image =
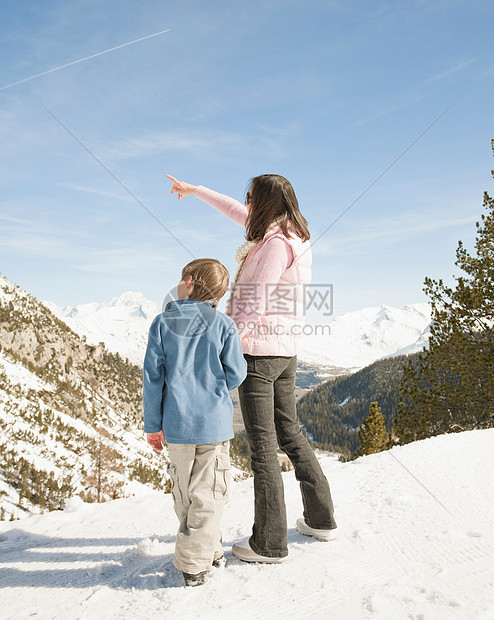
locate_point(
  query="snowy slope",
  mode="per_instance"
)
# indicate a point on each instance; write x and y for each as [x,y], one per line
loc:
[360,338]
[121,323]
[356,340]
[415,541]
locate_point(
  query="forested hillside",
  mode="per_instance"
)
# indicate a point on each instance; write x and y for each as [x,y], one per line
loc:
[331,413]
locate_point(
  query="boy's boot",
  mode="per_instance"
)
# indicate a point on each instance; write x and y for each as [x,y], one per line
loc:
[195,580]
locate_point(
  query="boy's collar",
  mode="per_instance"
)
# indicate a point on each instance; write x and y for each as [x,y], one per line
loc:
[187,301]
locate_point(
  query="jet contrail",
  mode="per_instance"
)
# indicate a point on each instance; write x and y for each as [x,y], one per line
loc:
[75,62]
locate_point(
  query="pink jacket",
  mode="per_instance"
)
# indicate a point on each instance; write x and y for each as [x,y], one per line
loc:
[267,302]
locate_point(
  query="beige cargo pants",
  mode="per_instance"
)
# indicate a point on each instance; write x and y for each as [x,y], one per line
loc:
[200,475]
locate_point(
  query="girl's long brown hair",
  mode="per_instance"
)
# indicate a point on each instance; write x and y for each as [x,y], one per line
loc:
[272,197]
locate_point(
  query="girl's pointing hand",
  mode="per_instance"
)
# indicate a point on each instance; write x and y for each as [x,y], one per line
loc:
[181,188]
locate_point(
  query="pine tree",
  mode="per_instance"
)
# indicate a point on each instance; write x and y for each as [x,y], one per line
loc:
[452,387]
[100,483]
[372,433]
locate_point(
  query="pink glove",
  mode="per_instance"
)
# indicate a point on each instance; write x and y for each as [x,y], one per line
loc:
[156,440]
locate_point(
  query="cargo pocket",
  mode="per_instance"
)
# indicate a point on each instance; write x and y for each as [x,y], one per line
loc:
[172,472]
[221,476]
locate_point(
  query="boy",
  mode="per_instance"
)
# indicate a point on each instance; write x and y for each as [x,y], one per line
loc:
[193,359]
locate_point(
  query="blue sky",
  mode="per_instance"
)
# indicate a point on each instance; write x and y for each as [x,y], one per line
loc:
[326,93]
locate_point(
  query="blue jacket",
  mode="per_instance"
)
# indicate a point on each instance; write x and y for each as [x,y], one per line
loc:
[193,358]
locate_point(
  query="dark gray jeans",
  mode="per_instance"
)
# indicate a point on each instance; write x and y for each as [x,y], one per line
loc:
[267,400]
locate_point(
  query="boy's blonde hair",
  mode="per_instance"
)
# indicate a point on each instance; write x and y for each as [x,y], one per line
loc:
[210,279]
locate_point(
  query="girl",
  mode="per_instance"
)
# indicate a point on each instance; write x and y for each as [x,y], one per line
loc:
[266,304]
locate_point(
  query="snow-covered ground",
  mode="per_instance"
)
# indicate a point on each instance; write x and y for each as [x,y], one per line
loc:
[415,541]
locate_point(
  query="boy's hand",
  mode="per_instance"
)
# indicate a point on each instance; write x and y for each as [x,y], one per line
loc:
[156,440]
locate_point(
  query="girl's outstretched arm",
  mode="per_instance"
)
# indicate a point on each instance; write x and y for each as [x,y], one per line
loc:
[181,188]
[226,205]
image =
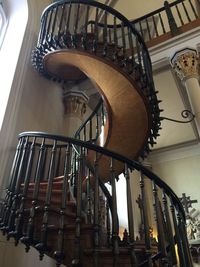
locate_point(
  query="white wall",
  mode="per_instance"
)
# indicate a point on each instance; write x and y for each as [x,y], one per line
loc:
[182,175]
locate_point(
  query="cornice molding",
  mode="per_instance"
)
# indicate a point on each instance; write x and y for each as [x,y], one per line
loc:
[181,151]
[160,53]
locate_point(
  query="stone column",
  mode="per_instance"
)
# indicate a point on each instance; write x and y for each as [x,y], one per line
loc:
[75,106]
[185,64]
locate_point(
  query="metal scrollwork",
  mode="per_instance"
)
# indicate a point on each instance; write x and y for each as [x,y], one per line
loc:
[186,114]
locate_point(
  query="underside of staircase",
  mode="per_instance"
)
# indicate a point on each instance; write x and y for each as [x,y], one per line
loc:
[58,201]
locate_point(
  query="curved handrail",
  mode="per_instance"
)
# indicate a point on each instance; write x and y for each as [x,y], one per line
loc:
[131,163]
[92,115]
[134,57]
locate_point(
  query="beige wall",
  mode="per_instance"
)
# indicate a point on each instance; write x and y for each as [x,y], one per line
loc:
[182,175]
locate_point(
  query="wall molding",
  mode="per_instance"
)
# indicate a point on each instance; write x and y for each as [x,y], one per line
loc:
[181,151]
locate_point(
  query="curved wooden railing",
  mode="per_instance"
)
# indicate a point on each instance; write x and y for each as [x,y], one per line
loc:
[27,210]
[90,130]
[65,25]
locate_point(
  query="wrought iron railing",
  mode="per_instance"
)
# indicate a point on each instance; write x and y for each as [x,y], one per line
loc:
[170,18]
[65,25]
[45,160]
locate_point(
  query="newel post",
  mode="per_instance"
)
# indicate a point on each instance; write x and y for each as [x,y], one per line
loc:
[172,23]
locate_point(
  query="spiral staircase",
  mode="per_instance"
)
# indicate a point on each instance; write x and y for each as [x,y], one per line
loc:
[57,200]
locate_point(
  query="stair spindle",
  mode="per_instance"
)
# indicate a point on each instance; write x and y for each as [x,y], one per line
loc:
[77,252]
[60,253]
[96,211]
[148,28]
[115,226]
[60,27]
[42,245]
[170,237]
[162,23]
[179,14]
[96,32]
[105,34]
[186,12]
[193,9]
[159,223]
[89,197]
[115,52]
[145,216]
[10,191]
[53,25]
[85,30]
[20,220]
[134,262]
[183,234]
[49,26]
[17,195]
[155,26]
[123,40]
[28,239]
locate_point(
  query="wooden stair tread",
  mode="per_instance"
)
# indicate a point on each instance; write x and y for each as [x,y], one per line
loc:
[123,96]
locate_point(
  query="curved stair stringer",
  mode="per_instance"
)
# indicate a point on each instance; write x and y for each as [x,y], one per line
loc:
[130,121]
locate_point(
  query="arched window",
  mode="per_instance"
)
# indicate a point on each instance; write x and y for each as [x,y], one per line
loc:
[3,23]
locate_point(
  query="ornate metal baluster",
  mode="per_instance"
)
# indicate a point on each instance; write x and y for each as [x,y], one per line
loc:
[60,253]
[145,219]
[60,27]
[162,24]
[141,29]
[131,59]
[179,14]
[159,222]
[108,225]
[172,23]
[148,29]
[102,115]
[96,32]
[97,125]
[186,12]
[177,236]
[53,25]
[49,25]
[76,262]
[89,200]
[74,36]
[193,9]
[19,222]
[85,32]
[184,241]
[90,134]
[115,226]
[10,191]
[155,26]
[123,41]
[134,261]
[172,252]
[58,162]
[105,34]
[42,34]
[28,239]
[96,210]
[67,36]
[17,195]
[115,51]
[42,246]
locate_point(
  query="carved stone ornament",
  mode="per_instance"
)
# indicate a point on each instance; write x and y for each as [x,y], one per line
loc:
[185,64]
[75,103]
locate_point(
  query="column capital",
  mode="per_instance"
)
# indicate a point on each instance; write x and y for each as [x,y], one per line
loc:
[75,103]
[185,63]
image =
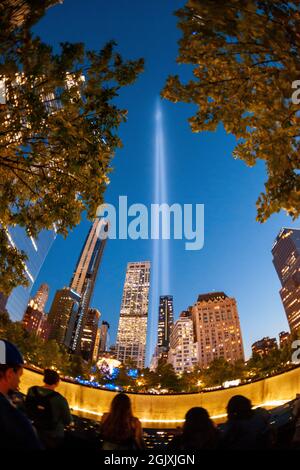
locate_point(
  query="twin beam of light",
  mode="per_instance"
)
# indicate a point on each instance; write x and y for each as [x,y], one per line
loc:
[160,248]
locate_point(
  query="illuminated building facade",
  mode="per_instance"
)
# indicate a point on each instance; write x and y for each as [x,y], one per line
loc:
[84,279]
[286,259]
[65,306]
[35,322]
[183,352]
[132,329]
[264,346]
[36,250]
[89,333]
[284,338]
[103,337]
[39,300]
[217,328]
[165,322]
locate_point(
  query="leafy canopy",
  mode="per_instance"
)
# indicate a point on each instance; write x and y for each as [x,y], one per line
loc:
[245,56]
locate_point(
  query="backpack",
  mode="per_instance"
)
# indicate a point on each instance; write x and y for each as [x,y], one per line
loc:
[40,410]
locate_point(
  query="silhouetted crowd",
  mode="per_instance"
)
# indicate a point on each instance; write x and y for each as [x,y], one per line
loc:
[43,420]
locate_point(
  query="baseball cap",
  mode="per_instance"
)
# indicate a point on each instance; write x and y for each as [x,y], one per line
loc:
[9,354]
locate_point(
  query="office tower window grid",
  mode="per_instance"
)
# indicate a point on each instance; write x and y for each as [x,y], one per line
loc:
[132,329]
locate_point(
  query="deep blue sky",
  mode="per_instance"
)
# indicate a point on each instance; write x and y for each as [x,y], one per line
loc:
[236,257]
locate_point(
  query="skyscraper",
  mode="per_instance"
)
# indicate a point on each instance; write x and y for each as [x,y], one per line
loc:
[36,322]
[39,300]
[264,346]
[36,250]
[64,309]
[183,352]
[132,329]
[103,337]
[84,277]
[286,259]
[89,333]
[217,328]
[165,322]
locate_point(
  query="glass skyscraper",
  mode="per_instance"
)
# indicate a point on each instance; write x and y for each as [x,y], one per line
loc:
[165,322]
[84,279]
[132,329]
[36,250]
[286,259]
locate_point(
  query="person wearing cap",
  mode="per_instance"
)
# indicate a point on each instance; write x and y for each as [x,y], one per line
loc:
[48,410]
[16,431]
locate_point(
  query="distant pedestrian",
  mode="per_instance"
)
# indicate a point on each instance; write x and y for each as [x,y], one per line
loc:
[199,432]
[16,431]
[48,410]
[245,428]
[120,430]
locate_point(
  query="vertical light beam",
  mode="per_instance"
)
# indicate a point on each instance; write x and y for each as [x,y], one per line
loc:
[160,248]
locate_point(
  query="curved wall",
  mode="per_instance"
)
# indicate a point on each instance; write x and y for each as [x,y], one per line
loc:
[169,410]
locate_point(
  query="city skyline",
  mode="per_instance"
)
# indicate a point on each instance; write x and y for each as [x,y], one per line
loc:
[236,256]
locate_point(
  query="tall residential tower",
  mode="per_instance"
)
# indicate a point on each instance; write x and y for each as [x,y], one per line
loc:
[132,329]
[286,259]
[217,328]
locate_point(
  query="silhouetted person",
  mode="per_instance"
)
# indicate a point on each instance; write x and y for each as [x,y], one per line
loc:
[48,410]
[199,432]
[120,430]
[245,428]
[16,431]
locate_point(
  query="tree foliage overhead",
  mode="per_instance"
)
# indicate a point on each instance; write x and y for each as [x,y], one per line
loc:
[58,133]
[245,56]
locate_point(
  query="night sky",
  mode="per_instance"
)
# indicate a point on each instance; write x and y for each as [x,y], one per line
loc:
[236,257]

◆ ◆ ◆ ◆ ◆ ◆ ◆

* _Request_:
Please report every line of the records above that contains the string "curved", copying each one in full; case counts.

* _Solution to the problem_:
  query="curved handrail",
  query="curved wooden railing",
  query="curved stair stringer",
  query="curved wall",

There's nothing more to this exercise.